The answer must be every line of the data that holds the word "surface".

■ ■ ■ ■

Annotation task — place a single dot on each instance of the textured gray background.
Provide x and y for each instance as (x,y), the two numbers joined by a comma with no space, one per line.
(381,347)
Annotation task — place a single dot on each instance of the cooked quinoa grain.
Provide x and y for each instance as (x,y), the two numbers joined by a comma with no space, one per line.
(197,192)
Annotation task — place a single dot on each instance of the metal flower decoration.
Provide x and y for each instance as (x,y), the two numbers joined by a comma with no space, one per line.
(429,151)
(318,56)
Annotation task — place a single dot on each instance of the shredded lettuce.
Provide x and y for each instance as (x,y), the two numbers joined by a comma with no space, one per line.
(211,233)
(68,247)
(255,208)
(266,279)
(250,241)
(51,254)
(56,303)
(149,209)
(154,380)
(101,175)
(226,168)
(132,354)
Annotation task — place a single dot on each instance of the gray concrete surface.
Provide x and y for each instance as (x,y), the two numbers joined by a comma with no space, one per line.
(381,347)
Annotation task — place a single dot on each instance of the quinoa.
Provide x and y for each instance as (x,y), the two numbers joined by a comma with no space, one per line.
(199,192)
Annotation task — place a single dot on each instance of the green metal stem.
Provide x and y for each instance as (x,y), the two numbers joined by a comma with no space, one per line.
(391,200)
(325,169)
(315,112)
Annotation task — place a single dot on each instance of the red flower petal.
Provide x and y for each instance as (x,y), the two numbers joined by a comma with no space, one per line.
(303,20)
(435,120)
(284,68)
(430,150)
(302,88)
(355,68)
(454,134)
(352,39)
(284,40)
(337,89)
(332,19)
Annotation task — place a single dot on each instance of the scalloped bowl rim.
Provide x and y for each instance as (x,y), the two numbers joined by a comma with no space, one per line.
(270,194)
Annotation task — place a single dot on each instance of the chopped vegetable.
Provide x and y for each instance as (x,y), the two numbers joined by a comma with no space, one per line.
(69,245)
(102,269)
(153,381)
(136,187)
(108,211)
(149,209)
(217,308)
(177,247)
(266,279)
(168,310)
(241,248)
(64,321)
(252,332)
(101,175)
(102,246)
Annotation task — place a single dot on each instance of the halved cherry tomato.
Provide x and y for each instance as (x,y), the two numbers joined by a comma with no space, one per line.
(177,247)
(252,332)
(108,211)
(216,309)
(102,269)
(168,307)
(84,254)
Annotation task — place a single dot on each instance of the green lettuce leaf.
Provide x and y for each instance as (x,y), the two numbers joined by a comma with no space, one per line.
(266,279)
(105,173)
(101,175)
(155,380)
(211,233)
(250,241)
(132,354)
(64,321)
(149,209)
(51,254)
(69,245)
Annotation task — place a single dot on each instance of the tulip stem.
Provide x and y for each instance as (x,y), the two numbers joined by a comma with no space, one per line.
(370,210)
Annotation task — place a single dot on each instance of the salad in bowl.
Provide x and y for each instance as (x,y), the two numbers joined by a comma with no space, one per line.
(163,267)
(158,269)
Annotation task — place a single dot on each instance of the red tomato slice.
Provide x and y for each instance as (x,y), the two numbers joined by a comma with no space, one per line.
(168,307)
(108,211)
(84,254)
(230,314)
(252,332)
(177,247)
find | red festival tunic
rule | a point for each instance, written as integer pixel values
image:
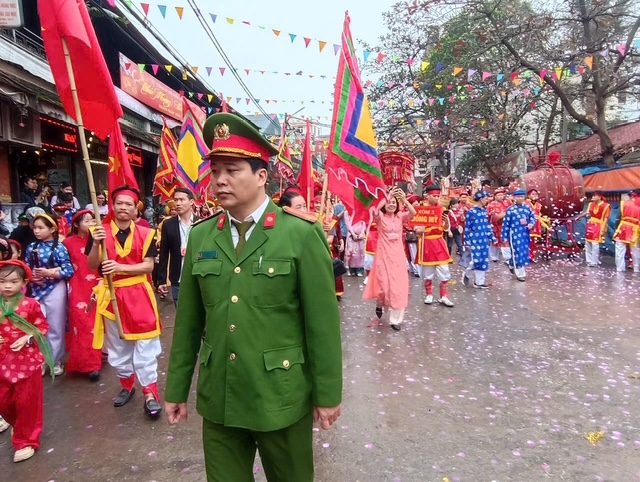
(597, 226)
(19, 365)
(628, 231)
(536, 207)
(136, 300)
(494, 209)
(432, 247)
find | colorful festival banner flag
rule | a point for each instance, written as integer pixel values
(192, 171)
(353, 149)
(164, 184)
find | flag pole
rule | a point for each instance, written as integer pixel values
(92, 186)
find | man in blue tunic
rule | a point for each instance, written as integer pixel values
(478, 237)
(518, 223)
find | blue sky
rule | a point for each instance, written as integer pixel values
(250, 47)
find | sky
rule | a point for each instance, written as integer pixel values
(254, 48)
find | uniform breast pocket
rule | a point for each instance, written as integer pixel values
(208, 272)
(273, 282)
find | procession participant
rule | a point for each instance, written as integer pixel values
(411, 239)
(389, 283)
(83, 358)
(497, 209)
(51, 266)
(257, 284)
(627, 234)
(597, 227)
(23, 351)
(518, 223)
(370, 247)
(536, 233)
(478, 237)
(131, 250)
(293, 198)
(103, 205)
(173, 245)
(354, 252)
(433, 256)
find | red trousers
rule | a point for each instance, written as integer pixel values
(22, 406)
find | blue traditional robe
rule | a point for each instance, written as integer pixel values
(516, 232)
(479, 235)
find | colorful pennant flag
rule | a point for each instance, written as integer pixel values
(353, 149)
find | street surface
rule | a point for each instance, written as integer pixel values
(503, 387)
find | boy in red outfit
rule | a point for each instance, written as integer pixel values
(23, 350)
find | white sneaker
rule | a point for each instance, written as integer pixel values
(23, 454)
(58, 369)
(4, 425)
(446, 302)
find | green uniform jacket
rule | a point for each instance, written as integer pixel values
(271, 324)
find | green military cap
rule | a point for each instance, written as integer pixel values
(229, 135)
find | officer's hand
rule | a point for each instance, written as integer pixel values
(175, 412)
(325, 416)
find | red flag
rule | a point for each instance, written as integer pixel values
(69, 20)
(305, 179)
(120, 172)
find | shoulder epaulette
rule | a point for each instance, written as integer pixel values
(309, 217)
(200, 221)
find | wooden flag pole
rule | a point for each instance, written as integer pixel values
(92, 186)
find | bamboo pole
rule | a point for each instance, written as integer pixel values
(92, 186)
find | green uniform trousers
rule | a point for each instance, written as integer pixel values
(286, 454)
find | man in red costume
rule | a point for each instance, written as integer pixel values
(597, 227)
(131, 250)
(628, 233)
(497, 210)
(536, 232)
(433, 255)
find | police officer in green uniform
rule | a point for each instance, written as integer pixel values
(257, 303)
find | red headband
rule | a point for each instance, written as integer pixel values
(128, 192)
(20, 264)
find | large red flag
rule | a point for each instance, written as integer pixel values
(305, 179)
(69, 20)
(120, 172)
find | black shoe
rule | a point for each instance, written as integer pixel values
(123, 397)
(152, 408)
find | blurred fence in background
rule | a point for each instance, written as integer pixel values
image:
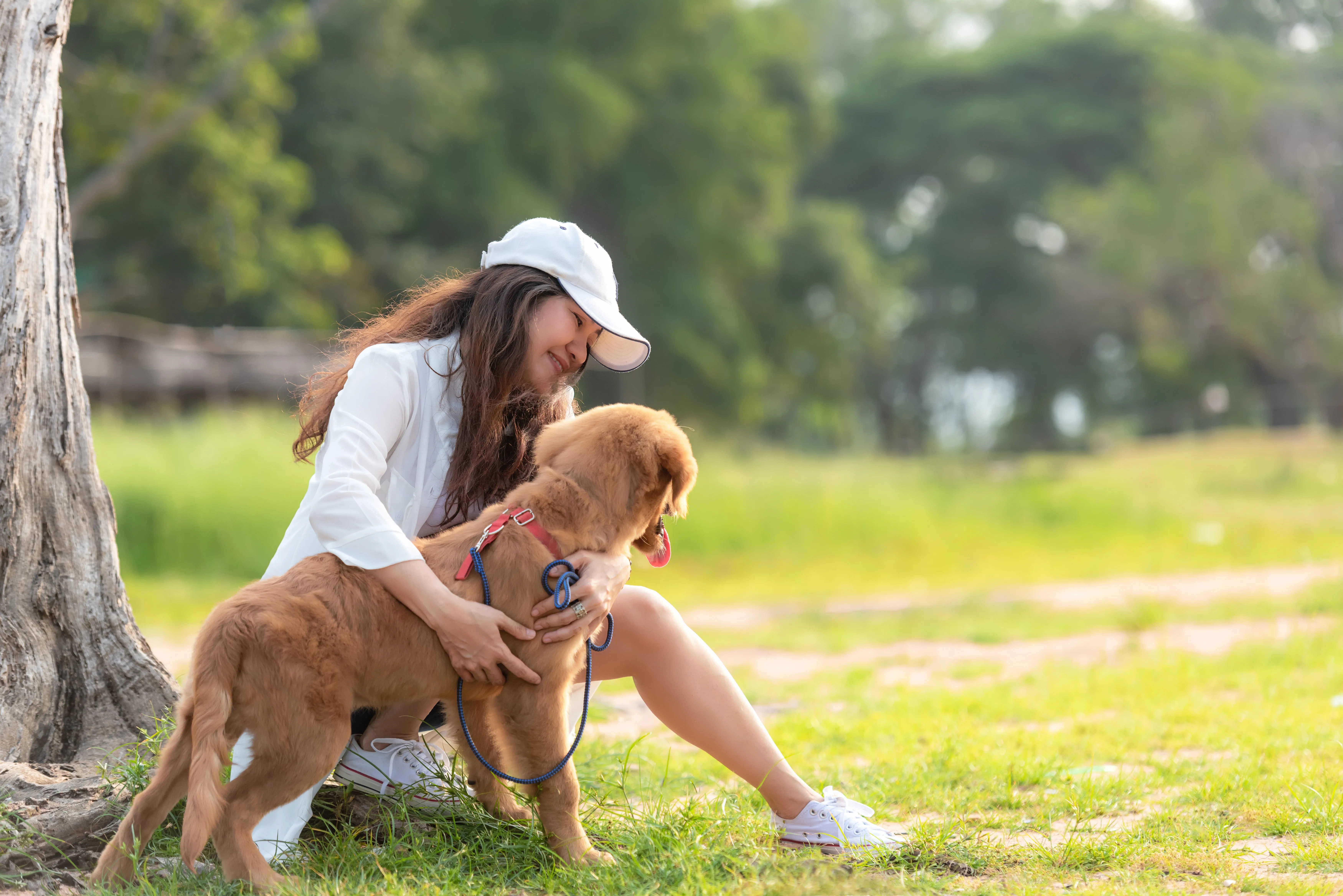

■ ■ ■ ■

Result of this exercise
Annotation task — place a single dot on each instance of the gray concrete surface.
find | street surface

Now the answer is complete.